Location identification entries:
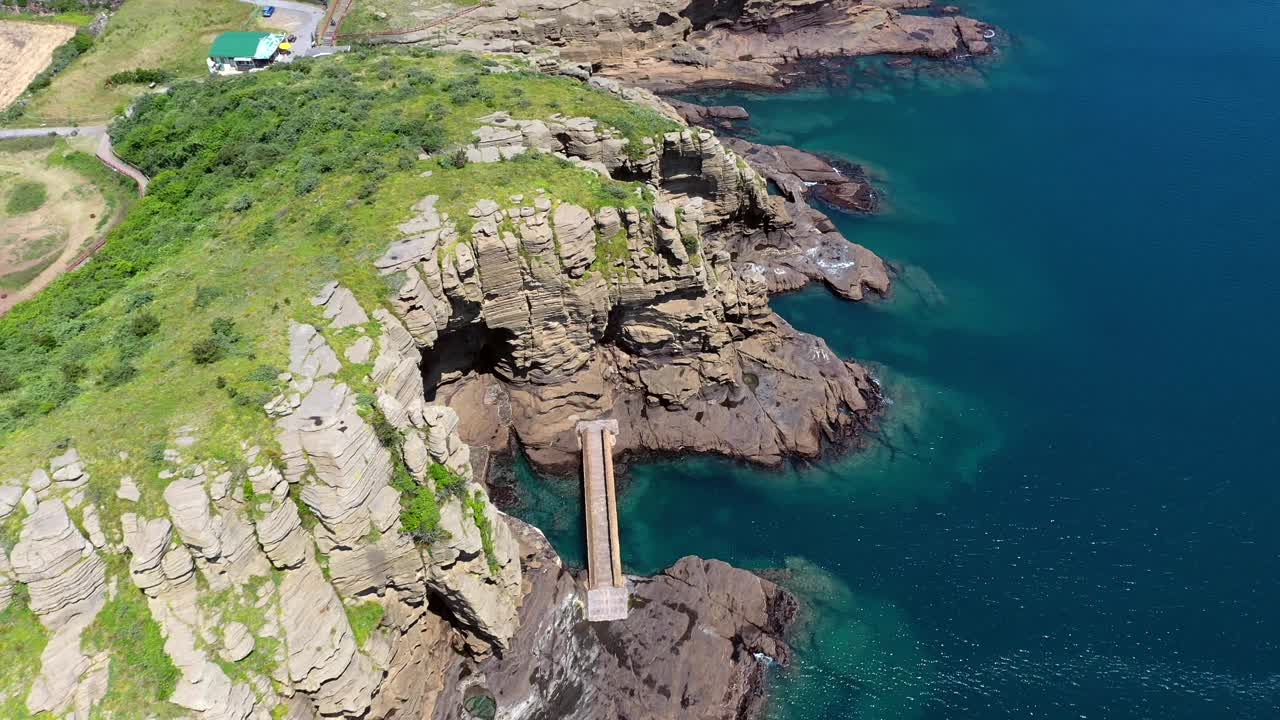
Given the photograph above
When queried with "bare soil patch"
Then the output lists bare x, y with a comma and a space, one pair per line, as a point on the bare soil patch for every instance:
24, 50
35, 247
* * *
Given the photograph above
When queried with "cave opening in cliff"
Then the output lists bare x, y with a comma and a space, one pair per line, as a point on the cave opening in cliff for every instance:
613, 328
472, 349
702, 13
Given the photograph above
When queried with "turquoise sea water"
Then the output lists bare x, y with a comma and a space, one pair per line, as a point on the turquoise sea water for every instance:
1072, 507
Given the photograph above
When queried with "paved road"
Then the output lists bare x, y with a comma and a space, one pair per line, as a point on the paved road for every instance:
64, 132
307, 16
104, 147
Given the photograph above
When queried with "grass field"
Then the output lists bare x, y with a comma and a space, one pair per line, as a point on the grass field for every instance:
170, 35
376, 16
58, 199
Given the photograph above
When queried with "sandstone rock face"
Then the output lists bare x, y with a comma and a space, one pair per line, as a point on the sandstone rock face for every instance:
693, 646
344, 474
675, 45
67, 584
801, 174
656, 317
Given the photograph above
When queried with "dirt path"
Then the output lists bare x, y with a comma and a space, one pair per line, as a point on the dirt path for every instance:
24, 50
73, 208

Task prompt:
Find every line in the rows above that contains the string "rock", and copy each of those lines in full.

Answer for the task:
When queried with "sandstone rock face"
Then the output lists bare x, y with a comma and a space, one pair per line, as a point on the sandstone rock face for every instance:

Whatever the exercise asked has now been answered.